## begin

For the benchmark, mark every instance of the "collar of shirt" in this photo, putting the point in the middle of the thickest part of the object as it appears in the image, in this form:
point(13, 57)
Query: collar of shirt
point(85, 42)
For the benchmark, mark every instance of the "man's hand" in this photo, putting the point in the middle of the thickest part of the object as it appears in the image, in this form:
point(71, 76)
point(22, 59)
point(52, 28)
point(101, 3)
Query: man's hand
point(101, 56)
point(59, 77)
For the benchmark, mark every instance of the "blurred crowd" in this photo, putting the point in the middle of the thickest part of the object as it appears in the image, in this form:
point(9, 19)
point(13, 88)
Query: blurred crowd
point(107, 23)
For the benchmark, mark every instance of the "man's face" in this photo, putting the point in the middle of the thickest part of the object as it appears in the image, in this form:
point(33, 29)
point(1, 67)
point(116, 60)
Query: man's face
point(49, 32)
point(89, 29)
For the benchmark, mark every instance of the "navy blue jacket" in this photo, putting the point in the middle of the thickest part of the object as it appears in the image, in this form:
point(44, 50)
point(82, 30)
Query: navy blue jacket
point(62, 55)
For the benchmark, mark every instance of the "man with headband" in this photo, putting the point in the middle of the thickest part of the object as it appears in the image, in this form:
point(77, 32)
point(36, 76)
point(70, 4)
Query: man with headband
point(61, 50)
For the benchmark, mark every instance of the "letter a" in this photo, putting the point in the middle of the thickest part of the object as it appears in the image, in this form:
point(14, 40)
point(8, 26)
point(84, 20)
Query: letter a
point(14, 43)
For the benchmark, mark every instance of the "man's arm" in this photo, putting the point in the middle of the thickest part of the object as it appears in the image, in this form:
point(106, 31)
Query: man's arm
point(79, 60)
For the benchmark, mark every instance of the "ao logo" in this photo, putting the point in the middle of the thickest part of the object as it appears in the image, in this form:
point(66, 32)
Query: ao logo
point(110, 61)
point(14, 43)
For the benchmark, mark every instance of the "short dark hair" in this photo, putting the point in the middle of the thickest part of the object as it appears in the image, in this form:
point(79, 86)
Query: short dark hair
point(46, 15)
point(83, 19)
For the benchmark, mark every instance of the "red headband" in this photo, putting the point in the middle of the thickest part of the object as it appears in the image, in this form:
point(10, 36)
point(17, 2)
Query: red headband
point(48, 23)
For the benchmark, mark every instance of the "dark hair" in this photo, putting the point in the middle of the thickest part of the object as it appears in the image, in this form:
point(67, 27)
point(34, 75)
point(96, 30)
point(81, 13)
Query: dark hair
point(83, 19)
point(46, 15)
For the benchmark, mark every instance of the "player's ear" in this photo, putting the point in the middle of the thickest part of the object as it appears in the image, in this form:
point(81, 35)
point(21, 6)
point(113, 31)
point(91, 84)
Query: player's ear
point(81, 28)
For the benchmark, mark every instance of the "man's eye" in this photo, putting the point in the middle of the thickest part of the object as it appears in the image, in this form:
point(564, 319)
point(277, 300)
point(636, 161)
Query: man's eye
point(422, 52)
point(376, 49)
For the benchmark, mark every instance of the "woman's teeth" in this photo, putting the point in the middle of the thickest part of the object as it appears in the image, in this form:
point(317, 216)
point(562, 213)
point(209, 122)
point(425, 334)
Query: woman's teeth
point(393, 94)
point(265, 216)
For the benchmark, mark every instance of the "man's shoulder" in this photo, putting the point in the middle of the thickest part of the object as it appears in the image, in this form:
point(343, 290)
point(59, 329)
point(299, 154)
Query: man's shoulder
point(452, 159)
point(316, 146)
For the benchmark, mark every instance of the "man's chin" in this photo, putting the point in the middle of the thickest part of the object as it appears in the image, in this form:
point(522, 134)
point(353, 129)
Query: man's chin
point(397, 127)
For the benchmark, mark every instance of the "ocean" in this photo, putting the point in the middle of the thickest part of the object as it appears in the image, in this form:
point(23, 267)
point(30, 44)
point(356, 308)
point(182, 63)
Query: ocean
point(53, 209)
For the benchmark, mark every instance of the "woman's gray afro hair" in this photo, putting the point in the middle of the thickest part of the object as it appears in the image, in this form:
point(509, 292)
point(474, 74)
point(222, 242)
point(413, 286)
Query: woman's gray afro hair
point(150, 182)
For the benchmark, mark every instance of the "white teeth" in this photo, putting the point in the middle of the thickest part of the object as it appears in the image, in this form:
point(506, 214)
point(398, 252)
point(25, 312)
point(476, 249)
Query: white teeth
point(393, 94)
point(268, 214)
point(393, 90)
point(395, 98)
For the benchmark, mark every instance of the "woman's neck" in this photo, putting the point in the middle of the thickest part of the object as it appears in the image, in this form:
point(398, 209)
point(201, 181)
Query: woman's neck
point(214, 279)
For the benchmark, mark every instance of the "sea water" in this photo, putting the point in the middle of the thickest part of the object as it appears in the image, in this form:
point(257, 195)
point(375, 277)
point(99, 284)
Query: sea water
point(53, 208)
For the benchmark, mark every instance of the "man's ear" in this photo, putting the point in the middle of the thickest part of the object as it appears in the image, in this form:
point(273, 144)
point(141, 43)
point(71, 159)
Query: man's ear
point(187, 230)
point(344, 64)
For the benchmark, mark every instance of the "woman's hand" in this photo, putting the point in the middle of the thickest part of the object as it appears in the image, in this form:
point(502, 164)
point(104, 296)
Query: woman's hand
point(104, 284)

## end

[DIRECTION]
Return every line verbatim, from the first line of the items down through the line containing "point(59, 77)".

[OUTPUT FOR THIS EXERCISE]
For the benchmark, mark every instance of the "collar of shirt" in this photo, putting the point in the middle of the thickest part of the object as it appears in the image, in this form:
point(13, 57)
Query: collar of shirt
point(85, 42)
For the benchmark, mark every instance of the "man's hand" in this photo, putting the point in the middle of the thickest part of the object as it appears in the image, in this form:
point(71, 76)
point(22, 59)
point(52, 28)
point(101, 3)
Query: man's hand
point(101, 56)
point(59, 77)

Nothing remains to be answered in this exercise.